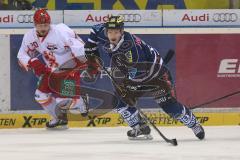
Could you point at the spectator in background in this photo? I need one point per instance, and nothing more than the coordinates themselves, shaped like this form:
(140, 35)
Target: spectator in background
(15, 5)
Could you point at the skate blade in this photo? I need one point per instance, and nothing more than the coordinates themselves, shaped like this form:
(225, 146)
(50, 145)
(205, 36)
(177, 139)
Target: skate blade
(141, 137)
(63, 127)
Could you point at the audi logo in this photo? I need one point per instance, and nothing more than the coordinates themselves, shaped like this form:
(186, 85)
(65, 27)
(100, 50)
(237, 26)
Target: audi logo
(25, 18)
(225, 17)
(131, 17)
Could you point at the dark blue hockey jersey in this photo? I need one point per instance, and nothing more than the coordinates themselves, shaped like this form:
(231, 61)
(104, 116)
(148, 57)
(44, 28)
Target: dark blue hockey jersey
(137, 60)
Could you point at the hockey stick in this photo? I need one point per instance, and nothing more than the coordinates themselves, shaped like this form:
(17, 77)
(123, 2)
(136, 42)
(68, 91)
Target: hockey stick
(172, 141)
(215, 100)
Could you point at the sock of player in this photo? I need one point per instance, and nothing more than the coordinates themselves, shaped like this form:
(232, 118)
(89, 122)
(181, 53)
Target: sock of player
(47, 102)
(130, 115)
(181, 113)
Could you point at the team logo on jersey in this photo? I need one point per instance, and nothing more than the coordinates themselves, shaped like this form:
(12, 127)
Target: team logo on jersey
(51, 46)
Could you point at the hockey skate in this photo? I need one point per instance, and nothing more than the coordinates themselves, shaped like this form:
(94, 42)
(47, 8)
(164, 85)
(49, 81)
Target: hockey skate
(57, 124)
(140, 132)
(198, 131)
(85, 109)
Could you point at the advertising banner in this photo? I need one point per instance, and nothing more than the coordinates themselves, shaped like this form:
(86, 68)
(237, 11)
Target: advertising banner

◇ ◇ ◇ ◇

EXERCISE PROMPT: Rewrite the rows above, from the line containing "Could you point at the sock" through the end of the rows, swapping "Target" for "Label" and leaving everything else unchanged.

ANSWER TO THIS PROBLEM:
Could you point at the sock of player in this photo? I need one point per instance, and nothing more than the coordinates themselves, shaped like this form:
(232, 118)
(89, 122)
(181, 53)
Label: sock of player
(47, 102)
(130, 115)
(181, 113)
Could you point at the team logo on jersey in this photo? I need one point per instance, and nothing more than the coordinates themselves, shaped like this form:
(12, 127)
Label: team logo on jersey
(51, 46)
Could you point at the hockey skate in this photo? I need one point per instance, and nothing more than the coordinates themselves, shaped like this form:
(94, 42)
(47, 8)
(164, 85)
(49, 81)
Label: hockey skate
(57, 124)
(140, 132)
(198, 131)
(85, 109)
Could you point at the advertising banner in this photo? I need one point per instance, and nothing more than the coordinates themselves, shaped like this form:
(86, 68)
(237, 11)
Label: advertising banner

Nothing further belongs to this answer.